* [Work instruction A] In the piece on fairness in AI, what critical social-domain applications are listed where machine learning models can harm individuals?
* [Work instruction B] Carry on the fairness-in-AI text after its last sentence.

A Practitioner’s Perspective on Fairness in AI
The ubiquity of data-powered solutions that have an increasing impact on our lives has been raising legitimate concerns about potential (unwanted) biases and discrimination. Data Science and AI communities are becoming increasingly aware of the need for fairness in AI developments; yet, how close are we to achieving fair AI for all?
The use of machine learning models to support decision making can have harmful consequences on individuals, particularly, when such models are used in critical applications in the social domain such as justice, health, education and resource allocation (e.g. welfare). These harms can be caused by different types of biases that can originate at any point of the algorithmic pipeline. In order to prevent discrimination and algorithmically reinforced bias, the Fair AI community has been developing best practices and new methods to ‘fix the bias’ in the data and therefore ensure fair outcomes.

* [Dataset entries]
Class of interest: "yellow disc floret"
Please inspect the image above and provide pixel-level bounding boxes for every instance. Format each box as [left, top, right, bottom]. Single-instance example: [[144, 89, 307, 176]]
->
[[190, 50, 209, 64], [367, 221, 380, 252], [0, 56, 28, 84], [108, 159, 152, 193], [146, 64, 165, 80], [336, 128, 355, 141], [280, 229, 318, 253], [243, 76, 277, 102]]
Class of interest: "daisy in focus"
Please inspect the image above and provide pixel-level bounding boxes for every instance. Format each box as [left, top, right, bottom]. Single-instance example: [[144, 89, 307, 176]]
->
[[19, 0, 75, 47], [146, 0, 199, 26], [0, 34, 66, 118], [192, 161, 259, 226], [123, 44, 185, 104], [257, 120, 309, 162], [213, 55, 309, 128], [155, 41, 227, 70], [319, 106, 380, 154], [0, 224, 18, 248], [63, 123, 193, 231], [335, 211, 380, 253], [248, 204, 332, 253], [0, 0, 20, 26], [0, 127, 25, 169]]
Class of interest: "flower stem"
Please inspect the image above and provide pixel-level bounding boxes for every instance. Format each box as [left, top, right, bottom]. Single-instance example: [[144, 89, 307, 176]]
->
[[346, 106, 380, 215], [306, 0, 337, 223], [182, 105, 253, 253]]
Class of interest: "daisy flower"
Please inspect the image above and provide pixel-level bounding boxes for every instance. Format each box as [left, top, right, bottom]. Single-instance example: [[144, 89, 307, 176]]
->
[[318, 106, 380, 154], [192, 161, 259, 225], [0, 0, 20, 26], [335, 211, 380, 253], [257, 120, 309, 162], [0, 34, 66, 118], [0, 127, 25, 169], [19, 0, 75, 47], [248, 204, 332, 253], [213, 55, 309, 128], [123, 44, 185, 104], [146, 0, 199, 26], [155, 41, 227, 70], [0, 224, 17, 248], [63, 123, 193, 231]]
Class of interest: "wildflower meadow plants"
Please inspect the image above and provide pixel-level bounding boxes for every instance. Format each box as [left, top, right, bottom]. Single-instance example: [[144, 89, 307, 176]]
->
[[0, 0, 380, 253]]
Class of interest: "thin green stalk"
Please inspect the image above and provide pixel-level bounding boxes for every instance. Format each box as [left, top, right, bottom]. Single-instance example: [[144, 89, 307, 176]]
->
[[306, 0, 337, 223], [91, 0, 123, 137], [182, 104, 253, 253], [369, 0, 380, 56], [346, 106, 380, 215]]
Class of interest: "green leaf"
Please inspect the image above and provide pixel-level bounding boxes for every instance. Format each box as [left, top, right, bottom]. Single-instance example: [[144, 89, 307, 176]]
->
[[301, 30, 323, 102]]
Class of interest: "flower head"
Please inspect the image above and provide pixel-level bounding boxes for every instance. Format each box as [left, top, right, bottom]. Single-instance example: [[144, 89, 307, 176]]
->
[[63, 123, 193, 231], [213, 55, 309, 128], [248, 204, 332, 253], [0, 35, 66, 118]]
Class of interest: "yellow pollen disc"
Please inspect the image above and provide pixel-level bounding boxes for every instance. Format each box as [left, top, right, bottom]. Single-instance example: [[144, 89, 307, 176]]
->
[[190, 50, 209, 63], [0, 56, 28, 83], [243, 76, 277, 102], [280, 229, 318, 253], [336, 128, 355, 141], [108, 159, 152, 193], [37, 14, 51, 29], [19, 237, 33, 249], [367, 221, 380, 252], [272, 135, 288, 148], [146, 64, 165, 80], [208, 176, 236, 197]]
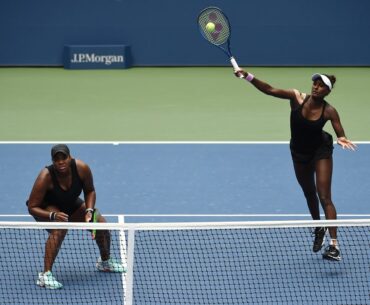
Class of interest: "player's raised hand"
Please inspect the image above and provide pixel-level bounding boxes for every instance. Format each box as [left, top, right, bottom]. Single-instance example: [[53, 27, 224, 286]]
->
[[337, 137, 357, 150]]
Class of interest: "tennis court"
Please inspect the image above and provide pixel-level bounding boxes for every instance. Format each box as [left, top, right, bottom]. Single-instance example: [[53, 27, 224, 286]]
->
[[0, 0, 370, 305], [0, 142, 370, 305]]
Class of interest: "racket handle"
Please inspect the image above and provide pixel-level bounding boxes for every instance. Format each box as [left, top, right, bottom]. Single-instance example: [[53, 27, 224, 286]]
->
[[230, 56, 243, 78], [230, 57, 241, 72]]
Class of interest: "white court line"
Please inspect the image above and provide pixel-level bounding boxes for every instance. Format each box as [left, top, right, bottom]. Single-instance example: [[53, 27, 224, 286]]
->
[[118, 215, 127, 305], [0, 140, 370, 145], [0, 214, 370, 217]]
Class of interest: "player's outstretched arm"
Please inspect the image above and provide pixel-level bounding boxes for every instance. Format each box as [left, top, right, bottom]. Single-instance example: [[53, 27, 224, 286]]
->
[[234, 70, 296, 100]]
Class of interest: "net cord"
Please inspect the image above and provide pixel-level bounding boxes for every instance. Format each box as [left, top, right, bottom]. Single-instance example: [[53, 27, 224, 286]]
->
[[0, 219, 370, 230]]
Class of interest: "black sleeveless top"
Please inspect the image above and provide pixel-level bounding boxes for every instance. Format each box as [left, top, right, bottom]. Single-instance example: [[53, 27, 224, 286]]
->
[[290, 95, 327, 153], [44, 159, 83, 214]]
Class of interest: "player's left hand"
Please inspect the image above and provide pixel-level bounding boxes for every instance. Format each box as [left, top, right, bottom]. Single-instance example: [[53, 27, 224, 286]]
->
[[337, 137, 357, 150], [234, 70, 248, 78], [85, 212, 92, 222]]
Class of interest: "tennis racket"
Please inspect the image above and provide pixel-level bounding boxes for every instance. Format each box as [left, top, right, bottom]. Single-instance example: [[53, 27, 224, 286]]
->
[[90, 209, 98, 239], [198, 6, 241, 71]]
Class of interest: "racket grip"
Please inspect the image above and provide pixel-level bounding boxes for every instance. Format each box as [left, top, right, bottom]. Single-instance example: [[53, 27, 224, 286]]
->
[[230, 56, 241, 72]]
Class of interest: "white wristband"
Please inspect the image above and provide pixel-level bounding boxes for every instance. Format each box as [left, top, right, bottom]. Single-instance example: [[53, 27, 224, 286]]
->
[[85, 208, 94, 214], [245, 73, 254, 82]]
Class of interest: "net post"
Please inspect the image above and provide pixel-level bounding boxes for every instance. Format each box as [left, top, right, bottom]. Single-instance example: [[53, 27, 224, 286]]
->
[[125, 229, 135, 305]]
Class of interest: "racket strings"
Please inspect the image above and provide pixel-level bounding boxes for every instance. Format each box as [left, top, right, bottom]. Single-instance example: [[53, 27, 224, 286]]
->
[[198, 8, 230, 46]]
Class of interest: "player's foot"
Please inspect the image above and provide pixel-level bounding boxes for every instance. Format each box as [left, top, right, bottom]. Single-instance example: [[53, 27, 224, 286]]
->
[[312, 227, 327, 252], [96, 258, 127, 273], [36, 271, 63, 289], [322, 245, 342, 261]]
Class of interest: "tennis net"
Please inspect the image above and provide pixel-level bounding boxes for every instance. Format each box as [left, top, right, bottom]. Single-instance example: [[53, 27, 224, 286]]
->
[[0, 219, 370, 305]]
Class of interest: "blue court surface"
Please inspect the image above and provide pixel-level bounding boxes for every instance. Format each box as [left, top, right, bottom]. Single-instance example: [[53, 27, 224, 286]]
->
[[0, 143, 370, 215], [0, 143, 370, 305]]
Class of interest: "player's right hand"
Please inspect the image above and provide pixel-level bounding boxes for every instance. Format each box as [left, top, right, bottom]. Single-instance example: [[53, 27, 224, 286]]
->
[[234, 70, 248, 78], [55, 212, 69, 222]]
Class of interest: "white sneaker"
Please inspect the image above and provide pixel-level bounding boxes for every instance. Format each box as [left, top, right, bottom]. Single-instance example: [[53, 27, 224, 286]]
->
[[96, 258, 127, 273], [36, 271, 63, 289]]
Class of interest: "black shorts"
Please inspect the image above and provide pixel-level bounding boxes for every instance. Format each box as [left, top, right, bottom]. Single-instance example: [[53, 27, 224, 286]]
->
[[290, 132, 334, 164], [26, 198, 84, 221]]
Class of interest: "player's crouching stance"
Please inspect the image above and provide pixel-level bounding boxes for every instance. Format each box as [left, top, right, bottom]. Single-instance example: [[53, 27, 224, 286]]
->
[[27, 144, 126, 289]]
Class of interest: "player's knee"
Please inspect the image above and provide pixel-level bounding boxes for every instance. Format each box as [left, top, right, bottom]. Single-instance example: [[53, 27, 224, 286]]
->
[[319, 194, 333, 207], [303, 190, 317, 202], [50, 229, 68, 240]]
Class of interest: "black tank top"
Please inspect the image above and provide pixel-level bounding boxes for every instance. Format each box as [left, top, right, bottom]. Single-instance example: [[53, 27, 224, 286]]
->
[[290, 95, 327, 153], [45, 159, 83, 212]]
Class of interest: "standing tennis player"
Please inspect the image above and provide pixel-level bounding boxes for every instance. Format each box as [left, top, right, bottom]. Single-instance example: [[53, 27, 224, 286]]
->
[[27, 144, 126, 289], [235, 70, 356, 261]]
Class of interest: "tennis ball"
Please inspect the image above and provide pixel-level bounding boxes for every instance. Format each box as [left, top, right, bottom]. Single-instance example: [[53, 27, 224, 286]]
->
[[206, 22, 216, 33]]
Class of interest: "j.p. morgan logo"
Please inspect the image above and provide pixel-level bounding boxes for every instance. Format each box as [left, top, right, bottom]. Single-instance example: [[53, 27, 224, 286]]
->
[[71, 53, 124, 66]]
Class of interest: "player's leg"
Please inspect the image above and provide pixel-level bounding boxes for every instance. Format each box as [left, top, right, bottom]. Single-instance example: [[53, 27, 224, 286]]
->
[[70, 199, 126, 272], [293, 162, 320, 220], [315, 157, 340, 260], [293, 161, 326, 252], [37, 205, 67, 289]]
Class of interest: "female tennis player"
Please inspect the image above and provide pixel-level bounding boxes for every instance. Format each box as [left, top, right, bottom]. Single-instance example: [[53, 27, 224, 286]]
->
[[235, 70, 356, 261], [27, 144, 126, 289]]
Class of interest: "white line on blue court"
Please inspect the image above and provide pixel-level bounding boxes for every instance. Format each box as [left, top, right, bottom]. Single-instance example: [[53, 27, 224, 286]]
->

* [Task answer A] Justice, health, education and resource allocation (e.g. welfare).

* [Task answer B]
Fair AI: an active community
We encounter many “AI gone wrong” narratives in critical domains, ranging from hospital triage algorithms systematically discriminating against minorities¹, to welfare fraud detection algorithms that disproportionately fail among sub-populations². In response to these issues, fairness-driven solutions are emerging, for example, by deriving new algorithms that ensure fairness, or by identifying conditions under which certain fairness constraints can be guaranteed. New frameworks are also being developed to draw attention to best practices on how to avoid bias during the modelling process³. There are also a number of user-friendly tools⁴ that allow for testing a system against possible bias. Once bias is detected, it can be mitigated by either modifying the training data, or by constraining the inner-workings of machine learning algorithms to satisfy a given fairness definition, for example, ensuring that two groups get the same outcome distributions⁵.
Ensuring Fair AI in practice is challenging
In our experience as practicing data scientists, the existing tools that deal with bias and ensuring fairness in machine learning suffer from an important limitation⁶: their validity and performance has been tested under unrealistic scenarios.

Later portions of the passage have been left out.